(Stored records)
___

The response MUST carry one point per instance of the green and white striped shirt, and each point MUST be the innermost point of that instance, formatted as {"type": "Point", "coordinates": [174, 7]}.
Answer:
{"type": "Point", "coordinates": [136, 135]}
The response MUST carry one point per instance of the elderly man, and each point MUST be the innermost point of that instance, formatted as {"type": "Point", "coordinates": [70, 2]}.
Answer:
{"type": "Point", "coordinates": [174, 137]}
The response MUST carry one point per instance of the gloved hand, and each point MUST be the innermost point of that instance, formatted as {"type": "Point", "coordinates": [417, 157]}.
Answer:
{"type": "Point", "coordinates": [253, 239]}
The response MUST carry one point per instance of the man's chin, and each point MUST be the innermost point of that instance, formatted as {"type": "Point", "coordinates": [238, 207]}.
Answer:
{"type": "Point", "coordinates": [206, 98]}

___

◆ Task to carry out: A verbatim copy of the records above should be returned.

◆ Solution for this problem:
The response MUST carry one point per instance of the green and white striped shirt, and each point MUST be the innermost point of that instance, formatted as {"type": "Point", "coordinates": [174, 7]}.
Answer:
{"type": "Point", "coordinates": [136, 135]}
The response MUST carry one point per instance of the elderly man, and each point MUST be the innermost point of that instance, formatted as {"type": "Point", "coordinates": [70, 2]}.
Answer:
{"type": "Point", "coordinates": [174, 137]}
The response MUST carry one point per instance of the gloved hand, and each point MUST be the innermost point of that instance, formatted as {"type": "Point", "coordinates": [417, 157]}.
Answer:
{"type": "Point", "coordinates": [253, 239]}
The response MUST carry one point per instance of the man's chin, and each point MUST be the innermost point of that instance, formatted as {"type": "Point", "coordinates": [238, 207]}.
Answer:
{"type": "Point", "coordinates": [206, 98]}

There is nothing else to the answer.